EXERCISE MATERIALS start
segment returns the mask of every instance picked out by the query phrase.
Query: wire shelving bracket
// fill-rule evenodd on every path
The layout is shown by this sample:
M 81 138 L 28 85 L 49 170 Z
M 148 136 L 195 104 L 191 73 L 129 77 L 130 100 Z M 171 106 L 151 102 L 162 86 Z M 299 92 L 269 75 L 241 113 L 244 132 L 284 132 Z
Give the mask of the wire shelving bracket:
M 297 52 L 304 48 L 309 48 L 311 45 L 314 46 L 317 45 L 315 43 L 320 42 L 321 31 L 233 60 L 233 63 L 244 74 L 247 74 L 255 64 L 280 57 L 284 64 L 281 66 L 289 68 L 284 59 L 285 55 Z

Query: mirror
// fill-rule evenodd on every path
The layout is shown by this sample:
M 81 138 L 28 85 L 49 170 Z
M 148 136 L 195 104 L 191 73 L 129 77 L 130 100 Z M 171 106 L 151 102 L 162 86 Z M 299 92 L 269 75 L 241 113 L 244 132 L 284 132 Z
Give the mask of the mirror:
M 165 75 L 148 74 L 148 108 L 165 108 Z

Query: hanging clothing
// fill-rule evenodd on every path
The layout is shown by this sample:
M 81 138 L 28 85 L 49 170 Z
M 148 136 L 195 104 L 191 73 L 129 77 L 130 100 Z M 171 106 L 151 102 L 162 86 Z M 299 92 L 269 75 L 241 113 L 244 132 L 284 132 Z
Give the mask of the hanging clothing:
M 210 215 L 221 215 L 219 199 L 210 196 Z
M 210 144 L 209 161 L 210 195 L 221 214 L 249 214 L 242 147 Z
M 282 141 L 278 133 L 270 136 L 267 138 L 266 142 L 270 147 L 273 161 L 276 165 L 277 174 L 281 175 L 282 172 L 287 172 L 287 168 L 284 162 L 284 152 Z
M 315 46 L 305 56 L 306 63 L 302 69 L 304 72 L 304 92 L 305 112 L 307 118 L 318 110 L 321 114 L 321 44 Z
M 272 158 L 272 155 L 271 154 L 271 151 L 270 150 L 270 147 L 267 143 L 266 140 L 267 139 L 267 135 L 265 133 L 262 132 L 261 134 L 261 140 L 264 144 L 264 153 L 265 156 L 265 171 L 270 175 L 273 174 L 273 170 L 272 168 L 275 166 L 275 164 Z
EXERCISE MATERIALS end
• _EXERCISE BRIEF_
Scale the lines from the first one through the line with "M 297 52 L 304" and write them all out again, requests included. Multiply every coordinate in the answers by 0.3 and round to whole numbers, with halves rounding up.

• _RESULT_
segment returns the mask of every instance picked out by the query phrase.
Query: wire shelving bracket
// fill-rule evenodd on every path
The layout is shown by this sample:
M 81 138 L 28 85 L 49 170 Z
M 148 136 L 195 104 L 191 73 L 129 77 L 130 100 Z M 171 106 L 151 102 L 162 86 Z M 299 92 L 269 75 L 241 113 L 244 132 L 284 132 Z
Give the mask of the wire shelving bracket:
M 89 16 L 91 14 L 93 14 L 93 14 L 94 14 L 95 14 L 95 13 L 96 13 L 96 9 L 70 18 L 70 19 L 73 22 L 74 22 L 77 19 L 84 17 L 85 19 L 84 20 L 87 20 L 85 18 L 86 17 Z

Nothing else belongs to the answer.